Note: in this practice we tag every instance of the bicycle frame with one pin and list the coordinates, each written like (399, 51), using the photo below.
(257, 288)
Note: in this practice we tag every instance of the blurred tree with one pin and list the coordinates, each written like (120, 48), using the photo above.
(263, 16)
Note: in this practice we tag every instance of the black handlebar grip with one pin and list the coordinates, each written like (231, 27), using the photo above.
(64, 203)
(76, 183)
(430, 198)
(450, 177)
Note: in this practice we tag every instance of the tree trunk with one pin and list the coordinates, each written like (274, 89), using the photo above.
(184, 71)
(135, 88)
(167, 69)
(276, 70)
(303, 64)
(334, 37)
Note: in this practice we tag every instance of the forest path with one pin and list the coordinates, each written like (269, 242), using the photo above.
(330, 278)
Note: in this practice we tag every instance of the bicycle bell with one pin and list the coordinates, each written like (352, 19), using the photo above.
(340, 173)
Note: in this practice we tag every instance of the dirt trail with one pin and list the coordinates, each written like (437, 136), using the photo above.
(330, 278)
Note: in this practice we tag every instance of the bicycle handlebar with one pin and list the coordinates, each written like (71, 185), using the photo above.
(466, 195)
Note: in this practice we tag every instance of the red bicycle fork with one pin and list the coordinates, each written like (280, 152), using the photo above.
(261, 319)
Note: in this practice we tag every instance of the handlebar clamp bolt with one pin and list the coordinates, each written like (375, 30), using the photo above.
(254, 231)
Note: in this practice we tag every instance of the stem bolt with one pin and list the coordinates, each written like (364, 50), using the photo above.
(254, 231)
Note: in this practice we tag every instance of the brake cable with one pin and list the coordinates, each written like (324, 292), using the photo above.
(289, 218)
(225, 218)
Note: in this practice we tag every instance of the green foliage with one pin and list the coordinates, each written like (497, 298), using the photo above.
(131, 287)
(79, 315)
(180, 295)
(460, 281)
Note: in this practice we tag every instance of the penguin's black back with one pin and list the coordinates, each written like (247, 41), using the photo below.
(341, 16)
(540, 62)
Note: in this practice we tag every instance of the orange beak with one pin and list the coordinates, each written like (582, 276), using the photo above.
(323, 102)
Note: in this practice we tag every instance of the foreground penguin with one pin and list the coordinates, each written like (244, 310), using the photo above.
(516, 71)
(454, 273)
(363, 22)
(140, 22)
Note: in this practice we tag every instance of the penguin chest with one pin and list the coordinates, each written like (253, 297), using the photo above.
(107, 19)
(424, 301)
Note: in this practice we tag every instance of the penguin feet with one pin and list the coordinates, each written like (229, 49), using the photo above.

⁂

Task | Copy out the rows verbatim, from the one containing "Note: in this practice we tag every instance of the foreground" through the final row above.

The output |
Note: in this practice we tag every instance of the foreground penguin with one pin and list the coordinates, each written like (244, 310), using the photo above.
(516, 71)
(454, 273)
(363, 22)
(140, 22)
Note: in this practice we tag every instance of the penguin chest with one pin and list the coordinates, each written like (253, 297), using the photo above.
(107, 19)
(424, 301)
Note: in this practice we tag every instance of the penguin feet with one pin and list the coordinates, each written like (229, 49), using the photo above.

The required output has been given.